> _Exercise_
Return only what lies between the first line of the entries and the line containing "Target: dog's floppy ear", both lines included.

Dataset entries:
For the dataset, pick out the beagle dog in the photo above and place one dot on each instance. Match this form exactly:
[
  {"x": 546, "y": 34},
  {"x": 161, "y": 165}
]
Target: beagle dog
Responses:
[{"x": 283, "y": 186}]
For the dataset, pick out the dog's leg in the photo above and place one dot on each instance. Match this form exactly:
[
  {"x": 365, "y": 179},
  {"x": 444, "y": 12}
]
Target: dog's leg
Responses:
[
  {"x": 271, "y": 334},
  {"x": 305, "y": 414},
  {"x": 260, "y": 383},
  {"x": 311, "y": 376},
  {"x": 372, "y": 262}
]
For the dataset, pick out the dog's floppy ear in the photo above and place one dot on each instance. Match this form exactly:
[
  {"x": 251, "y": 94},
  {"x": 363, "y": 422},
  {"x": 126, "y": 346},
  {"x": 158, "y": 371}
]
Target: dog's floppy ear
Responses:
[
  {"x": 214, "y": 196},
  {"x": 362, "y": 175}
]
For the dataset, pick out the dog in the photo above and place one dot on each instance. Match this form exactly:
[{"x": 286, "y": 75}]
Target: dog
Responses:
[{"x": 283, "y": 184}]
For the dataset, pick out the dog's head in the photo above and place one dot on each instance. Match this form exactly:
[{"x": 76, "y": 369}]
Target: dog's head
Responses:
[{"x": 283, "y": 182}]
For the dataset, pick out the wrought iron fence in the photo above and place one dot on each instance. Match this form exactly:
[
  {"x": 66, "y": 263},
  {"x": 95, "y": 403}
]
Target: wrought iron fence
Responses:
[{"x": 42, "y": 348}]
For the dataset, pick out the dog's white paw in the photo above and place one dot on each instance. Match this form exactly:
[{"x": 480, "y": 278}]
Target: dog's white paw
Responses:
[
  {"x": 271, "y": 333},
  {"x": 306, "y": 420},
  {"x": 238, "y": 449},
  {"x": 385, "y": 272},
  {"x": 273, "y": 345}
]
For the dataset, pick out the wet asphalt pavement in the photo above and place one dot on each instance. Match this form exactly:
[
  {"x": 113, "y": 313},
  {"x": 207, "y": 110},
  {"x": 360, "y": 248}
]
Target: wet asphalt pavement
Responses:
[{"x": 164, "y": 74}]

> _Problem solution_
For the dataset, pick out the beagle dog in the photo above and place one dot on each instance. Match this form exactly:
[
  {"x": 546, "y": 34},
  {"x": 161, "y": 165}
]
Target: beagle dog
Responses:
[{"x": 283, "y": 186}]
For the dataset, pick out the dog's leg in the photo above and place one dot on each instance. Match this form exactly:
[
  {"x": 365, "y": 179},
  {"x": 444, "y": 12}
]
Target: dog's leg
Responses:
[
  {"x": 271, "y": 334},
  {"x": 305, "y": 414},
  {"x": 260, "y": 383},
  {"x": 311, "y": 376},
  {"x": 372, "y": 262}
]
For the dataset, pick out the dog's floppy ear in the photo above and place one dot on each instance. Match this form exactly:
[
  {"x": 251, "y": 94},
  {"x": 363, "y": 422},
  {"x": 126, "y": 346},
  {"x": 158, "y": 371}
]
Target: dog's floppy ear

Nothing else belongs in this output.